__Source document__
########
As the Battle of Bataan was raging, with Lim's father commanding the 41st Division of the Philippine Army, the younger Lim wanted to return to the Philippines and join the fight. His request was rejected and was instead assigned to form the nucleus of 1st Filipino Infantry Regiment at Camp San Luis Obispo, California. Lim along with other Filipinos who recently graduated from the US service academies were also considered by Capt. Jesus Villamor, to join his unit in Australia, as the latter was instructed by Gen. Douglas MacArthur to be the nucleus of intelligence unit that would inserted to the Philippines in advance of the US forces' return. However, MacArthur's headquarters would later backpedal on the decision as they did not want to ask favors from the Pentagon over these Filipino officers.

By 1943, Lim was accepted to the US Army Air Corps flight school, and would later qualify for Boeing B-17 Flying Fortress and the Boeing B-29 Superfortress command.

Lim was assigned to the 315th Bomb Wing, XXI Bomber Command, in Peterson Field, Colorado Springs, Colorado. The unit would later transfer to Northwest Field, Guam in April 1944. Gen. Curtis LeMay would assign the 315th Bomb Wing the task of hitting the Japanese oil industry sites.

From June to August 1945, the 315th Bomb Wing struck oil refineries, depots, and railyards in the Japanese mainland with minimal losses. This was a duplication of the strategy implemented against Nazi Germany, which ground their military operations to a halt.
########
__What to work on__
a - In the account of Lim's wartime service, rewrite the part that opens with the words containing "From June to" and closes with "operations to a halt.", putting "freight yards" in place of "railyards".
b - Answer these questions from the account of Lim's wartime service:
(i) Which division was Lim's father commanding during the Battle of Bataan?
(ii) In what year was Lim accepted to the US Army Air Corps flight school?
(iii) Where did the 315th Bomb Wing transfer in April 1944?
c - Write the next part of the account of Lim's wartime service, picking up after its final sentence.

__Dataset content__
########
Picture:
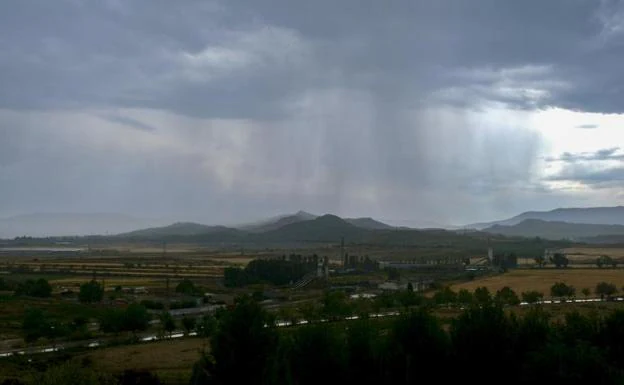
########
__Responses__
a -
From June to August 1945, the 315th Bomb Wing struck oil refineries, depots, and freight yards in the Japanese mainland with minimal losses. This was a duplication of the strategy implemented against Nazi Germany, which ground their military operations to a halt.

b -
(i) The 41st Division of the Philippine Army
(ii) 1943
(iii) Northwest Field, Guam

c -
Upon Japan's surrender on September 2, 1945, on board the USS Missouri, the 315th Bomb Wing along with other bombers of the XXI Bomb Group flew over Tokyo Bay. Gen. Carl Spaatz and Gen. Henry "Hap" Arnold wanted a show of force over the Japanese capital. The 315th was also assigned to mercy missions, air dropping relief goods for POWs in camps in Japan and China.

==Post-World War 2==

By late August 1945 Capt. Roberto Lim returned to Manila, and reunited with his family. He joined in the search of his father who was executed by the Japanese authorities in December 1944 at the Manila Chinese Cemetery. However, Gen. Vicente Lim's body was never recovered.

Capt. Lim was assigned by Col. John P. Ryan the acting chief of the newly reconstituted Philippine Army Air Corps (PAAC) on September 1, 1945, to its first flying unit post-World War 2, the 1st Troop Carrier Squadron at the Lipa Airfield in Batangas. His mission was to help rebuild the air arm of the Philippine Army and the airfield itself, with reinstated members of the PAAC receiving initial flight training in the US and returning to the Philippines to join the 1st Troop Transport. His efforts was able to bring 11 units of Douglas C-47 Skytrains and 4 L-5 Sentinel for the PAAC, and the establishment of the PAAC flight school.

In January 1946, Capt. Lim resigned from his US Army Air Corps commission. On March 4, 1946, Lim married Gloria Mapua, the daughter of Tomas Mapua, the founder of Mapua University.

Capt. Lim would join Philippine Airlines (PAL) in 1947, initially taking on flight duty, and later managing operations. He would rise the ranks of PAL in the next 20 years, and would retire after becoming its executive vice president and one of its board of directors. Under Lim's leadership PAL would enter the jet age.

Capt. Lim would later join the Philippine Aerospace Development Corp. (PADC), as its president.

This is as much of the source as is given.